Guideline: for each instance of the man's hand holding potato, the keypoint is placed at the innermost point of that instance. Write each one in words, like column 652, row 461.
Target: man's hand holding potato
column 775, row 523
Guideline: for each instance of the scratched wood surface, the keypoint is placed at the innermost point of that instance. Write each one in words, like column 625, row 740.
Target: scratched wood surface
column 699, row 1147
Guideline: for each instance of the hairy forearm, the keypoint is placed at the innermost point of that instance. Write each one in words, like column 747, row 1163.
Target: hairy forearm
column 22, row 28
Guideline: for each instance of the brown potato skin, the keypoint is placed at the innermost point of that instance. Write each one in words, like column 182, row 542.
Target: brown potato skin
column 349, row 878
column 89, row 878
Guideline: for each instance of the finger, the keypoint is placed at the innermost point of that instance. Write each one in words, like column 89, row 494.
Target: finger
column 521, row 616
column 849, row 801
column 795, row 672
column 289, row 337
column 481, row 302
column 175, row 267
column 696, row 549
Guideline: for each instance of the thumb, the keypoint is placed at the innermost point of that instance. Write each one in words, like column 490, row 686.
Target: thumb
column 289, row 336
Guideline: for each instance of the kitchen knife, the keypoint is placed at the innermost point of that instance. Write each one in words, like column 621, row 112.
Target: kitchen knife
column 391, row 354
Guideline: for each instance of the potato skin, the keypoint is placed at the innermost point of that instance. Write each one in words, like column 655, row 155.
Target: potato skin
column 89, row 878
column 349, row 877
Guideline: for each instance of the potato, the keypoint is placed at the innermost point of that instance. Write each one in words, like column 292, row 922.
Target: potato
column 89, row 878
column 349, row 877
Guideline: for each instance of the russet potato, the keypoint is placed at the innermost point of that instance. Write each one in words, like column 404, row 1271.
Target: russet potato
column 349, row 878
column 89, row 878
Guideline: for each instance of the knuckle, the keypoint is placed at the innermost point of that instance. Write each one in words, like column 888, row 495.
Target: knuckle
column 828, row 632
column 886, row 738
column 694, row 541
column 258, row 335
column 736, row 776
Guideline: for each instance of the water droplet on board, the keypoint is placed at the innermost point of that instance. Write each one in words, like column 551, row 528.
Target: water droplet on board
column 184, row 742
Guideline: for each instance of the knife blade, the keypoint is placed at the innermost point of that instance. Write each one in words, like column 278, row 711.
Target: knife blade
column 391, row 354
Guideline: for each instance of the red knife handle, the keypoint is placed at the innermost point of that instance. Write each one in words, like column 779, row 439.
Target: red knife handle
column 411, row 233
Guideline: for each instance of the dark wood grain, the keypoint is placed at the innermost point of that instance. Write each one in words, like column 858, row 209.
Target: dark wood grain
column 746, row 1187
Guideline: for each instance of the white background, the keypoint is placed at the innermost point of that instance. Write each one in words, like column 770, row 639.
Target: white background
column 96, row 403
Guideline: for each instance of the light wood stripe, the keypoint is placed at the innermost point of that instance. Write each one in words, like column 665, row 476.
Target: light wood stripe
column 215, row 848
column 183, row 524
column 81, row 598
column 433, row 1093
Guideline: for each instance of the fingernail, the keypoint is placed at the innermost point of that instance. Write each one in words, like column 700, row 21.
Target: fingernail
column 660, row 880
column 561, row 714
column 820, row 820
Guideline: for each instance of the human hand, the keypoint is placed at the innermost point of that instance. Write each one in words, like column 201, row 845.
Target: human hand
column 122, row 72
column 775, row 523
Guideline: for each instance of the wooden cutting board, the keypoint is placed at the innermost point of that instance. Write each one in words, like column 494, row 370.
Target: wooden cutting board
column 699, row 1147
************
Task instructions :: Output all the records above as a two-column CSV with the headers "prompt" and "keypoints", one row per record. Put each record's full text and its answer in separate quoted fields, with line breaks replaced by spaces.

Answer to the task ::
prompt,keypoints
"Guideline: for each instance of the man's hand holding potato, the keypoint is placed at the innermost point of that instance. Write each one in words, like column 652, row 461. Target: man's hand holding potato","column 775, row 523"
"Guideline: for each instance of the scratched wood surface, the keypoint is placed at the innermost point of that instance. Write each one in words, like column 625, row 740. Target: scratched wood surface","column 699, row 1147"
"Guideline: for each instance of the hairy forearm, the keypoint is placed at the innermost point of that instance. Write each one in words, like column 747, row 1163. Target: hairy forearm","column 22, row 28"
"Guideline: for each instance of the brown potato skin, the keypoint is placed at the innermost point of that instance. Write each one in words, like column 182, row 542. Target: brown potato skin","column 349, row 878 column 89, row 878"
"Guideline: for each instance of the finger, the keypoint is placed at the innermost point of that instance. Write each one in words, like column 89, row 494. Target: finger","column 521, row 616 column 849, row 801 column 795, row 672 column 289, row 337 column 481, row 302 column 175, row 267 column 696, row 549"
"Guideline: for each instance of the thumb, the keypoint is placed at the innermost point of that instance. Write each one in words, like column 490, row 686. Target: thumb","column 289, row 336"
"Guideline: for each instance of the kitchen knife, the keypoint is placed at the innermost point of that instance. Write each one in words, like column 621, row 112. Target: kitchen knife","column 391, row 354"
"Guideline: for each instance of the potato skin, the keypoint is placed at the innermost point of that instance. Write each one in words, like column 655, row 155. Target: potato skin","column 89, row 878 column 349, row 877"
"Guideline: for each instance of the potato, the keypoint is placed at the innermost point of that instance. Write each one in words, like column 292, row 922. Target: potato","column 89, row 878 column 349, row 877"
"Guideline: for each instance of the russet potato, the keypoint is placed at the innermost point of that instance. Write each one in words, like column 404, row 1271. Target: russet potato","column 349, row 878 column 89, row 878"
"Guideline: for each instance of the knuckle, the keypoint is placed at the innermost point of that instance. Write each one in words, like column 888, row 495. Target: knuckle","column 828, row 632 column 886, row 738 column 694, row 541 column 258, row 335 column 736, row 776"
"Guideline: for each instance of the water droplet on board, the keypoint is placed at the innermost point of that instance. Write each one in words, like column 551, row 528. Target: water droplet on board","column 184, row 742"
"Guideline: for each instance of the knife blade, the keypoint is placed at the innermost point of that instance. Write each one in words, like column 278, row 711. Target: knife blade","column 391, row 354"
"Guideline: for each instance of the red knife handle, the keypoint is placed at the innermost point of that instance. Write each one in words, like column 779, row 439. Target: red knife handle","column 411, row 233"
"Guideline: for each instance of the dark wood grain, the keypoint is placed at the innermost point of that instance. Write each one in words, like column 858, row 209. Target: dark wood grain","column 746, row 1187"
"Guideline: for each instance of the white background, the keypoint is placed at the innermost point of that instance. Write each one in words, like column 770, row 639. Target: white background","column 96, row 403"
"Guideline: for each instance of the light wood stripe, the keypoint is placed at the innermost point of that instance. Write each one in words, like column 665, row 476. Target: light wood stripe","column 215, row 848 column 183, row 524 column 81, row 598 column 433, row 1093"
"Guideline: for each instance of the fingernail, the keypoint is placed at the innermost point of that instance. Write each one in words, like column 700, row 21. Target: fingernail","column 660, row 880 column 561, row 714 column 820, row 820"
"Guideline: for each instance of the human hand, the keypoint is placed at the innermost point of that instance. Write each one in words, like column 201, row 845. Target: human hand","column 122, row 72 column 775, row 523"
"Guideline: for each instance of the wooden cutting board, the keypoint is placed at the innermost point of that instance. Write each one in words, like column 494, row 370. Target: wooden cutting board","column 699, row 1147"